— Start DATA —
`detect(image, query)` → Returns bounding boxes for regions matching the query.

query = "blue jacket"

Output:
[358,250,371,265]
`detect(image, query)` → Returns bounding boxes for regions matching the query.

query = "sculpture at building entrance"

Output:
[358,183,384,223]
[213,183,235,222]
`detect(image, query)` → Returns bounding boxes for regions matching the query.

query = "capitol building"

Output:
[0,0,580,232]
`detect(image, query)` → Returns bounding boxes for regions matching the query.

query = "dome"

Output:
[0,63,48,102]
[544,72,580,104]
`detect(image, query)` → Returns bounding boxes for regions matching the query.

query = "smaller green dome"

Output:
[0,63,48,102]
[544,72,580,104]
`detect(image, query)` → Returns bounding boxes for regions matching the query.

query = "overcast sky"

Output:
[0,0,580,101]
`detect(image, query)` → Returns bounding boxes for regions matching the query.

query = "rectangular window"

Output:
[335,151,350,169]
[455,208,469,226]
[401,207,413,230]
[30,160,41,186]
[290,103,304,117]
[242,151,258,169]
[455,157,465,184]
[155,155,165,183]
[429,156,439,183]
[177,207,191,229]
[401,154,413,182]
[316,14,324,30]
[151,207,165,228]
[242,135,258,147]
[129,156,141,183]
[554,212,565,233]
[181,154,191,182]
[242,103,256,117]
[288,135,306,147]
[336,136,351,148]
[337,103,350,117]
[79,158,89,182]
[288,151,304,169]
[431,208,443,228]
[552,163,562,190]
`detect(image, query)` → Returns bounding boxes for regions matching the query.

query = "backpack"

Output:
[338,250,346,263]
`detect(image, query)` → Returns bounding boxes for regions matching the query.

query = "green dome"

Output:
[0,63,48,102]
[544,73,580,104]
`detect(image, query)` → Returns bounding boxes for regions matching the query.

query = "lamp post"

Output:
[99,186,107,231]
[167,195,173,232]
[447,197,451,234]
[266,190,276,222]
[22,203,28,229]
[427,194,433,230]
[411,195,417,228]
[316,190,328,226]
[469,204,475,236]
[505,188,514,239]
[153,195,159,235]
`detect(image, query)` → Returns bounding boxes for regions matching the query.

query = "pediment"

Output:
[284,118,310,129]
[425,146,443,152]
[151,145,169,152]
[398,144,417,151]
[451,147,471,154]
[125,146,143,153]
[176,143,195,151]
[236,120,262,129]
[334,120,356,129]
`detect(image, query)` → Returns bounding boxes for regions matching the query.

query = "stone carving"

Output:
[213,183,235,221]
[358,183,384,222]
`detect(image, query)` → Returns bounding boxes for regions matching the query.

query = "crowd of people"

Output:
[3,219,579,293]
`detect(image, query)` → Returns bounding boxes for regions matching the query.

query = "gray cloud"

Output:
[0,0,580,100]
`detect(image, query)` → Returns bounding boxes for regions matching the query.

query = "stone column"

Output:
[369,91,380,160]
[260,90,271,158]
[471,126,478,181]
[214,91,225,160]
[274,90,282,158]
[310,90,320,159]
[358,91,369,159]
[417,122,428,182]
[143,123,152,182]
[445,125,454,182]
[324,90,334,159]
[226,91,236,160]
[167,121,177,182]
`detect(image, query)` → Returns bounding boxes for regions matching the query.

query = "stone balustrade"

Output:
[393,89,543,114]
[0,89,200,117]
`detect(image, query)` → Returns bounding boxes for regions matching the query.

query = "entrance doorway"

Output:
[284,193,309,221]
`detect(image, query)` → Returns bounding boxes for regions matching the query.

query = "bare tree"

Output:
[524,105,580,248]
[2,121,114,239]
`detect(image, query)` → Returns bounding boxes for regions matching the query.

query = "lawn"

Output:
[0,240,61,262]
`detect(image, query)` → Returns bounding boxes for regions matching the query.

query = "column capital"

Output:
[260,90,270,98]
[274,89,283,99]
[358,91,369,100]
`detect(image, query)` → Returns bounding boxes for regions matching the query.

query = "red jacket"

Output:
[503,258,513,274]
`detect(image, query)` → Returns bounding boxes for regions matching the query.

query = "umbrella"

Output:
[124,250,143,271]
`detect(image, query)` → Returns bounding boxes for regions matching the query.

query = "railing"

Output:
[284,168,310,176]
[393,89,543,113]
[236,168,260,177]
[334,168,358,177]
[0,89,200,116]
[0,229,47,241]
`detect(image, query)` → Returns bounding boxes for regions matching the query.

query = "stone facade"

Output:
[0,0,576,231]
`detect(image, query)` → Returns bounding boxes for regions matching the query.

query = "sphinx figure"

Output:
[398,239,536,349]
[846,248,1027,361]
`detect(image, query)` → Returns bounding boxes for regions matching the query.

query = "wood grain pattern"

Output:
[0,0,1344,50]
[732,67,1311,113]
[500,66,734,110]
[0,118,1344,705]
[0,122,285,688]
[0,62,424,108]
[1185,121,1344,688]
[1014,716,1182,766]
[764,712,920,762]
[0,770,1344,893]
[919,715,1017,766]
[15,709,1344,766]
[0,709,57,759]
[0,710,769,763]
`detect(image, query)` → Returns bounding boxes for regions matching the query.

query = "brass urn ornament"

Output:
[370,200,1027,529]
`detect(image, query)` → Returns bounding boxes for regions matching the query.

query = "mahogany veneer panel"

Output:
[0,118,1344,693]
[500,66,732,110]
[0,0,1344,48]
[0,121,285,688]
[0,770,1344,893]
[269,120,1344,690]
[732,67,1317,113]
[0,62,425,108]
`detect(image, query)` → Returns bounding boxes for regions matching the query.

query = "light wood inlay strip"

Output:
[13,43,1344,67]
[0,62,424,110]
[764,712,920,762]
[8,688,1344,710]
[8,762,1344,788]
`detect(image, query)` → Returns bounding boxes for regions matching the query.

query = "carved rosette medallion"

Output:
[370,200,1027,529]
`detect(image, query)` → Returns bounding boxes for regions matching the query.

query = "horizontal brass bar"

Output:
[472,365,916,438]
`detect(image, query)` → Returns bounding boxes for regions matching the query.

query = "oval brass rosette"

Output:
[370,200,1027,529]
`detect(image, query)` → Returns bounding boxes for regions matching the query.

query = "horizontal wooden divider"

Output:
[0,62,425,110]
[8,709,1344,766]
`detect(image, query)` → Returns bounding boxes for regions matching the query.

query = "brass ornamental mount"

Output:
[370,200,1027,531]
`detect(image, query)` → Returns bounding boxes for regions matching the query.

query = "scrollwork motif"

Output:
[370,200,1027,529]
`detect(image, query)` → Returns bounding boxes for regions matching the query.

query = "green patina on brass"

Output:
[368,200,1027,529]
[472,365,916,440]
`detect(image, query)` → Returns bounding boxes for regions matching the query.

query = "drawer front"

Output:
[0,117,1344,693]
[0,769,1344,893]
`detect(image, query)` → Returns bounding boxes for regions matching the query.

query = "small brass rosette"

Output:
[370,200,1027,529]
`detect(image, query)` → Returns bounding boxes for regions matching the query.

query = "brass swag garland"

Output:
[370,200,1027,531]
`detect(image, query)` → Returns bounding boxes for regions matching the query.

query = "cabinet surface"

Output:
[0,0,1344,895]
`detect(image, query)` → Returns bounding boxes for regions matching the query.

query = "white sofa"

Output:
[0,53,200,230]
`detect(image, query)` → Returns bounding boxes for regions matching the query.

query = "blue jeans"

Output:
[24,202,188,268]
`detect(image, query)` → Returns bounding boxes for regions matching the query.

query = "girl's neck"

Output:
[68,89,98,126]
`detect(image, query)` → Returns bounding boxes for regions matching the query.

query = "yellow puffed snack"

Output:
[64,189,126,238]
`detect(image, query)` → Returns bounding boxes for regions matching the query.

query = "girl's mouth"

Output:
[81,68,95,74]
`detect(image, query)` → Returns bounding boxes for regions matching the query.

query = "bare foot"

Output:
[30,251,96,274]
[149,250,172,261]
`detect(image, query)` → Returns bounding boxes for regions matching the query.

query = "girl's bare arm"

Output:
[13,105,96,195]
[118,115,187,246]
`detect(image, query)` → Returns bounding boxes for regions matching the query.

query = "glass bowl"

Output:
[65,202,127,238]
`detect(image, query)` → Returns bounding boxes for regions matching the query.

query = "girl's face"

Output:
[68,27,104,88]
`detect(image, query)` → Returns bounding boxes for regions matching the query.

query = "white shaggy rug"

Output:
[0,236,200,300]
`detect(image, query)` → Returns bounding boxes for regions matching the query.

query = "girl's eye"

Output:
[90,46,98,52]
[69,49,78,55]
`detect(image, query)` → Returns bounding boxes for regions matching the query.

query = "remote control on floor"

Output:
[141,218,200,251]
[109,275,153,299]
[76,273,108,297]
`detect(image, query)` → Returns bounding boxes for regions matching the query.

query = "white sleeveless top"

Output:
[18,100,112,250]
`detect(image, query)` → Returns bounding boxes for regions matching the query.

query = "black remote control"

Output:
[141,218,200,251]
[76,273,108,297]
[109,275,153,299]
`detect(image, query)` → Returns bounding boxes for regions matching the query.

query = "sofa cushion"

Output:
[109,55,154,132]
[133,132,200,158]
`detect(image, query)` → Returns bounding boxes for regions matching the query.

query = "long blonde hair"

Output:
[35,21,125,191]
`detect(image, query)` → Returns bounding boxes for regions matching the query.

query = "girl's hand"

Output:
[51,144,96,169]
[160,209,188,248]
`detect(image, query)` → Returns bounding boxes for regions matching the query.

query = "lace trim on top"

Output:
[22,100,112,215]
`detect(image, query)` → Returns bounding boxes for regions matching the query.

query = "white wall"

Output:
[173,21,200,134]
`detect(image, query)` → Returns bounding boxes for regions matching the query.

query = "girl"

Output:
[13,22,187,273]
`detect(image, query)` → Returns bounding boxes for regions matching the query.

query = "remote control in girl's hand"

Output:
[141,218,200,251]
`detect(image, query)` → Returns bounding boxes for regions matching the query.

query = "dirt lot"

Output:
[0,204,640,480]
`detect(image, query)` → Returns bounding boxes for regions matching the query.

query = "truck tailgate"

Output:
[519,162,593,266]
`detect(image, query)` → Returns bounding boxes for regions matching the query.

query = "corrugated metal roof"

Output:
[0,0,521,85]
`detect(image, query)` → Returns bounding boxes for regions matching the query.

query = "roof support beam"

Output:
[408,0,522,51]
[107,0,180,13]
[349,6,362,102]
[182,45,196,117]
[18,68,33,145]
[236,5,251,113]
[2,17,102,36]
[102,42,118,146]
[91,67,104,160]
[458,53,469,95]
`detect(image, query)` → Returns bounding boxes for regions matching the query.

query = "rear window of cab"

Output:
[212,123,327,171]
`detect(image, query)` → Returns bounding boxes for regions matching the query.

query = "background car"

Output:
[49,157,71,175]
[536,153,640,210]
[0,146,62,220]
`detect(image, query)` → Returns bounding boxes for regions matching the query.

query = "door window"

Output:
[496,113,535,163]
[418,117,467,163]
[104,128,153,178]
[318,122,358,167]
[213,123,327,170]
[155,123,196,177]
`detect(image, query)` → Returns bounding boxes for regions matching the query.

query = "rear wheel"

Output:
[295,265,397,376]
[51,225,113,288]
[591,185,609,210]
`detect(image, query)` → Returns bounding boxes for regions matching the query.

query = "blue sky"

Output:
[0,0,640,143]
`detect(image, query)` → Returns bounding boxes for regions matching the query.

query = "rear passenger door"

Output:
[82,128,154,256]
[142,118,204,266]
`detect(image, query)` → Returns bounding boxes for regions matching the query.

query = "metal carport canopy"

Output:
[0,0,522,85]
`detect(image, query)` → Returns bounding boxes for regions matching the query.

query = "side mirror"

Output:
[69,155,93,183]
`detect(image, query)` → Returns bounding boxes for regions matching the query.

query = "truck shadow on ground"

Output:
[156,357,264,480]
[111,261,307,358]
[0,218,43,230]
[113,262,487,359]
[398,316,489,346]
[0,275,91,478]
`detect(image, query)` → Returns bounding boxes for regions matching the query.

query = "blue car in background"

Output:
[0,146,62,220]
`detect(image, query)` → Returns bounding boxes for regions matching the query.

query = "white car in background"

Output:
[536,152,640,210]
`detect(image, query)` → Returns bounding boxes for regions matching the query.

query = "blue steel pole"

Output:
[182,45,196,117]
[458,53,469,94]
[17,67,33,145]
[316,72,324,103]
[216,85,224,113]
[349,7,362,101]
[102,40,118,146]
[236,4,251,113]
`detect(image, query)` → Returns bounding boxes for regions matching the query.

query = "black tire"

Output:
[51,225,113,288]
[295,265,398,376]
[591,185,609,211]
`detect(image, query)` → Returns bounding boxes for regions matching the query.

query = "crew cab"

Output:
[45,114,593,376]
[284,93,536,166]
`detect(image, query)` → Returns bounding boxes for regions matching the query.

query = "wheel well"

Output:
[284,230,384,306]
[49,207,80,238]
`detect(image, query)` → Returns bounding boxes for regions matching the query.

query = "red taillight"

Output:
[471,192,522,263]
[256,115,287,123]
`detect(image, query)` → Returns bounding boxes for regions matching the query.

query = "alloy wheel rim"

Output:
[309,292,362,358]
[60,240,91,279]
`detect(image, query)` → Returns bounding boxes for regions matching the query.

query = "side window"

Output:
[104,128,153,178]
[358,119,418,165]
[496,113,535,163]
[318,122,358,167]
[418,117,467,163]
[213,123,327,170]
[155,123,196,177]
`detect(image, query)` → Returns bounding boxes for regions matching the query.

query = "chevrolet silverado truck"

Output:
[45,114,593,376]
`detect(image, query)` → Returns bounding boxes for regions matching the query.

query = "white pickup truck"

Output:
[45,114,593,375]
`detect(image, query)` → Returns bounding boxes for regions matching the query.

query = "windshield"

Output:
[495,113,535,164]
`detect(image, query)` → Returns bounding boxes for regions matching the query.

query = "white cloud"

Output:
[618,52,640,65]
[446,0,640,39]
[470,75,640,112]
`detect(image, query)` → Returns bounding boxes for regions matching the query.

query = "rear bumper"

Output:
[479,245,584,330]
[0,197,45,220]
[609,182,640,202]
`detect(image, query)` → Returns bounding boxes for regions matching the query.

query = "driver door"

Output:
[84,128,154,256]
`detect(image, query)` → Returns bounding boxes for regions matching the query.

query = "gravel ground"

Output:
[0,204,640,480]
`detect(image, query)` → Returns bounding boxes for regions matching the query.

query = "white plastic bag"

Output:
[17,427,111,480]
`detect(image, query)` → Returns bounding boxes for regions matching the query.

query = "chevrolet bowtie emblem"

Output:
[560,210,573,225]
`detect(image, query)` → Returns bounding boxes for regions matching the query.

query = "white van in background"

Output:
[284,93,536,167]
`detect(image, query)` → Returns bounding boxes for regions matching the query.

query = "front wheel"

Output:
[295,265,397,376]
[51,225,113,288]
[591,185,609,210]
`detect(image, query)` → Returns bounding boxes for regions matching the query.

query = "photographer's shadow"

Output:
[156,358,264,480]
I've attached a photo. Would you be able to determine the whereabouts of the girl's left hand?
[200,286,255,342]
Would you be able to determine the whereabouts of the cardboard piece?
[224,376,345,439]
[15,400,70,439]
— End DATA —
REQUIREMENTS: Lay out everything from the start of the records down to the line containing "[0,0,580,232]" as a Markdown table with the columns Row and Line. Number each row and leave out blank lines.

RESPONSE FOR THIS EXERCISE:
| Row | Line |
|---|---|
| 1 | `detect(image, query)` → Returns bounding boxes for regions matching the query. |
| 2 | query = "blue jacket" |
| 3 | Output: |
| 4 | [358,250,371,265] |
| 5 | `detect(image, query)` → Returns bounding boxes for regions matching the query. |
| 6 | query = "sculpture at building entrance" |
| 7 | Output: |
| 8 | [358,183,384,223] |
| 9 | [213,183,235,222] |
| 10 | `detect(image, query)` → Returns bounding boxes for regions matching the query. |
| 11 | query = "capitol building" |
| 12 | Output: |
| 13 | [0,0,580,232] |